**REQUIREMENT 1:** According to the pull request description below, who suggested the cleaner approach of defining a pin_memory method on custom types?

Codestin Search App

mcarilli · 2019-02-05T00:40:48Z

Renewed attempt at #14171

From the original PR:

Currently, the pin_memory_batch function in the dataloader will return a batch comprised of any unrecognized type without pinning the data, because it doesn't know how.

This behavior was preventing us from overlapping data prefetching in Mask-RCNN, whose custom collate_fn returns a custom batch type.

The old PR allowed the user to implement batch pinning for custom batch and data types by passing a custom pin function to the dataloader. @slayton58 suggested a cleaner approach: allow the user to define a pin_memory method on their custom types, and have pin_memory_batch check for the presence of that method in the incoming batch as a fallback. I've updated the test and docstrings accordingly.

The old PR was merged but then reverted due to weird cuda OOM errors on windows that may or may not have been related. I have no idea why my changes would cause such errors (then or now) but it's something to keep an eye out for.

**STORED DATA:**

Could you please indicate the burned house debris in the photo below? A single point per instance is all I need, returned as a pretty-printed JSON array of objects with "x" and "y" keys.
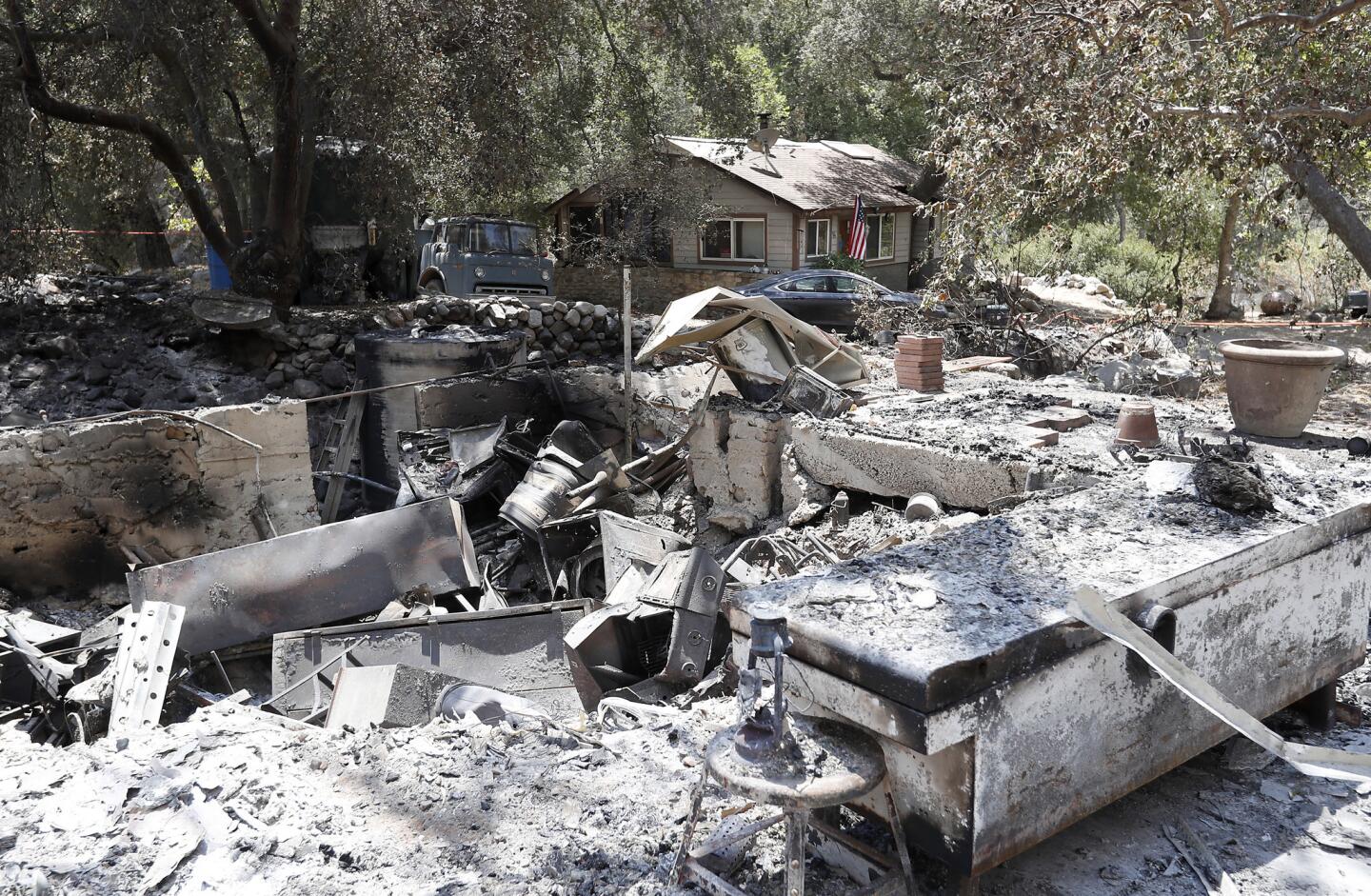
[{"x": 834, "y": 616}]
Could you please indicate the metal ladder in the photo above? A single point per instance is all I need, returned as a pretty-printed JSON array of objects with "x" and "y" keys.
[{"x": 339, "y": 448}]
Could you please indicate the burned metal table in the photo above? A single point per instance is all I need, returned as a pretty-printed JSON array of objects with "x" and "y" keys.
[{"x": 1003, "y": 719}]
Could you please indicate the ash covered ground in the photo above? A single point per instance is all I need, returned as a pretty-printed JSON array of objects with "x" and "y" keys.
[{"x": 234, "y": 799}]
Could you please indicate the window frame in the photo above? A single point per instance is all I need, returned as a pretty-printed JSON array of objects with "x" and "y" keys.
[
  {"x": 893, "y": 230},
  {"x": 828, "y": 238},
  {"x": 732, "y": 236}
]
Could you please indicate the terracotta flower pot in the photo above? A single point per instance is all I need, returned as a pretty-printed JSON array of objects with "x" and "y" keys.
[
  {"x": 1138, "y": 425},
  {"x": 1275, "y": 385}
]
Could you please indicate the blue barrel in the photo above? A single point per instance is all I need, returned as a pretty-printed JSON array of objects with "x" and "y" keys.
[{"x": 220, "y": 277}]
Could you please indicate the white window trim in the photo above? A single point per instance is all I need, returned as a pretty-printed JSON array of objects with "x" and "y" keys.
[
  {"x": 828, "y": 238},
  {"x": 732, "y": 236},
  {"x": 893, "y": 226}
]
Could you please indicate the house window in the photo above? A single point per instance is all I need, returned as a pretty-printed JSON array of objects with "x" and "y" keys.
[
  {"x": 816, "y": 238},
  {"x": 881, "y": 236},
  {"x": 734, "y": 239}
]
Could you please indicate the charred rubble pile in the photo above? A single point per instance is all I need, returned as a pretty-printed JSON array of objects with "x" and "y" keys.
[
  {"x": 74, "y": 346},
  {"x": 854, "y": 568},
  {"x": 526, "y": 523}
]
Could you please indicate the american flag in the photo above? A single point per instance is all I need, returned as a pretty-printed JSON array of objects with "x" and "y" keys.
[{"x": 857, "y": 235}]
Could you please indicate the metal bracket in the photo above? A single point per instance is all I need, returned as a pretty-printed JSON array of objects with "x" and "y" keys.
[{"x": 143, "y": 666}]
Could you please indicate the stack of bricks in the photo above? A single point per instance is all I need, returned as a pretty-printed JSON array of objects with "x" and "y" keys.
[{"x": 919, "y": 363}]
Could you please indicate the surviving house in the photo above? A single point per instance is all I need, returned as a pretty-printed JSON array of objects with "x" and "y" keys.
[{"x": 785, "y": 206}]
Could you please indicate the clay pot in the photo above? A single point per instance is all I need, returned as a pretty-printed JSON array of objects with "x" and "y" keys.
[
  {"x": 1275, "y": 385},
  {"x": 1278, "y": 302},
  {"x": 1138, "y": 425},
  {"x": 922, "y": 507}
]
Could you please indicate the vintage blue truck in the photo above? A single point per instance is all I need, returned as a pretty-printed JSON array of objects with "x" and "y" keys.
[{"x": 482, "y": 254}]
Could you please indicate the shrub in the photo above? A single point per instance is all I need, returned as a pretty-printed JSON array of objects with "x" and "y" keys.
[{"x": 1137, "y": 270}]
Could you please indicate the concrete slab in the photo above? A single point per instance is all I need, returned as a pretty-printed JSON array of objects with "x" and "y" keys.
[{"x": 71, "y": 494}]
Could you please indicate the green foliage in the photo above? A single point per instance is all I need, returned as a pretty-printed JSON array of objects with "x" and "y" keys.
[
  {"x": 842, "y": 261},
  {"x": 1136, "y": 269}
]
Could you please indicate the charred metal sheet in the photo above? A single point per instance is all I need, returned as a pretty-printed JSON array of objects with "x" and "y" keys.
[
  {"x": 49, "y": 674},
  {"x": 143, "y": 666},
  {"x": 313, "y": 576},
  {"x": 626, "y": 542},
  {"x": 809, "y": 392},
  {"x": 387, "y": 696},
  {"x": 17, "y": 675},
  {"x": 658, "y": 646},
  {"x": 519, "y": 650},
  {"x": 476, "y": 445}
]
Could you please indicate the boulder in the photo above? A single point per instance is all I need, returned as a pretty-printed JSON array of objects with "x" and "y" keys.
[{"x": 335, "y": 375}]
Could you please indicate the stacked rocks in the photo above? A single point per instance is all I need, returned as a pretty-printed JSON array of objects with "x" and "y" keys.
[
  {"x": 919, "y": 363},
  {"x": 554, "y": 329}
]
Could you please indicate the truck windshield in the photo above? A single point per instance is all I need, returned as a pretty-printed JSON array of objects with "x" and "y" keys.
[{"x": 504, "y": 239}]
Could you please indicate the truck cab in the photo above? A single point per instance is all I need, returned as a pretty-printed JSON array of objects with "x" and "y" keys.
[{"x": 482, "y": 254}]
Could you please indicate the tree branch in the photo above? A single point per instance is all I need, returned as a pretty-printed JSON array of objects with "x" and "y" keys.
[
  {"x": 1301, "y": 22},
  {"x": 271, "y": 41},
  {"x": 1351, "y": 117},
  {"x": 205, "y": 139},
  {"x": 161, "y": 145}
]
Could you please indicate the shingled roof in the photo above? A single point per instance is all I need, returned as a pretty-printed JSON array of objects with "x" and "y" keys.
[{"x": 813, "y": 176}]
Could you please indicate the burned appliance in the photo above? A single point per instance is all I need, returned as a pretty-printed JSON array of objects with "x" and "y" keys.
[{"x": 656, "y": 647}]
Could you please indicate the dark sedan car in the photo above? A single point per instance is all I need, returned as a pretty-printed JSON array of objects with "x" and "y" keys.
[{"x": 825, "y": 298}]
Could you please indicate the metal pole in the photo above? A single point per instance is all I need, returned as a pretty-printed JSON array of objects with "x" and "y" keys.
[{"x": 626, "y": 321}]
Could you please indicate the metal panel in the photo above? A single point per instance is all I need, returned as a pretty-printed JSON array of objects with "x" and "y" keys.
[
  {"x": 313, "y": 576},
  {"x": 519, "y": 650}
]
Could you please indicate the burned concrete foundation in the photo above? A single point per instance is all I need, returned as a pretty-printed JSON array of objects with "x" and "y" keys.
[
  {"x": 735, "y": 460},
  {"x": 75, "y": 494},
  {"x": 1003, "y": 719}
]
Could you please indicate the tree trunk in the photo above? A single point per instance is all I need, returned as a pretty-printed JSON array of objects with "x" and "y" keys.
[
  {"x": 1333, "y": 208},
  {"x": 1221, "y": 305}
]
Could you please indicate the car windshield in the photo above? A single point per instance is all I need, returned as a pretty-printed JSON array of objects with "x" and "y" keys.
[
  {"x": 853, "y": 285},
  {"x": 504, "y": 239}
]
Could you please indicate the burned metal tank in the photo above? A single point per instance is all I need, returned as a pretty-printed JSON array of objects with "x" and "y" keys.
[{"x": 404, "y": 355}]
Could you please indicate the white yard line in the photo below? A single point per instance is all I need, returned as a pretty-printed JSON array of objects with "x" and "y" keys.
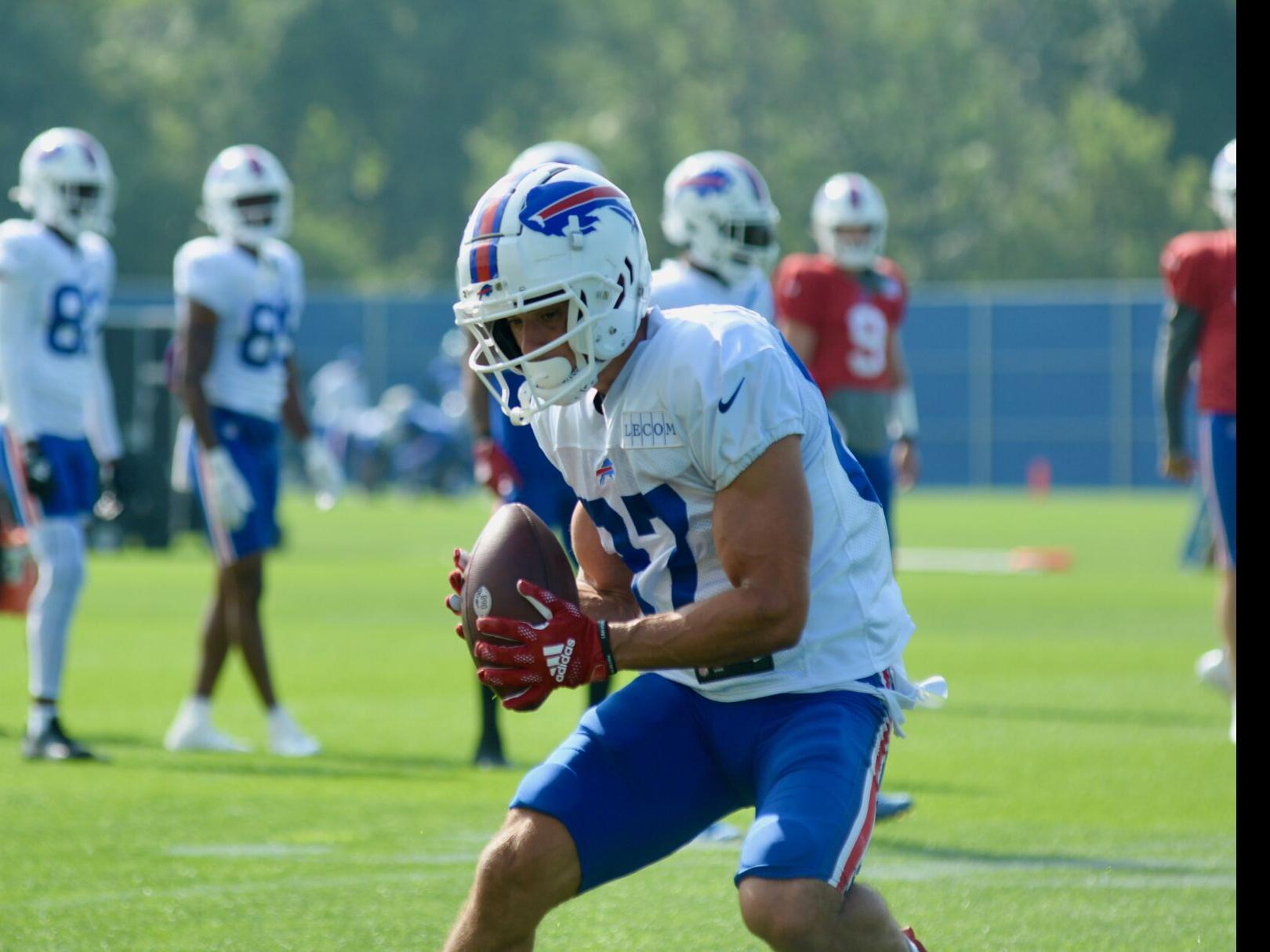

**REQUIREMENT 2:** Rewrite the rows from the line containing "Could you please indicate the car" down to the end of the rows, swapping "pretty-printed" for "indented" and leaving everything else unchanged. Give only those lines, without the pictures.

**COMPLETE OUTPUT 1:** @slayton58

**COMPLETE OUTPUT 2:**
Could you please indicate the car windshield in the photo above? A single point per instance is all I need, returned as a indented JSON array of objects with "x" and "y" keys.
[
  {"x": 853, "y": 285},
  {"x": 504, "y": 239}
]
Could you please indicate the burned metal tank in the photo above? A single point per instance is all I need, returned as a indented JSON array of objects with "x" and "y" keys.
[{"x": 404, "y": 355}]
Could you please indicate the white yard line in the photo below? A single point per instance is all I need, returned as a indented JSON array of objects with "x" and "y" keys.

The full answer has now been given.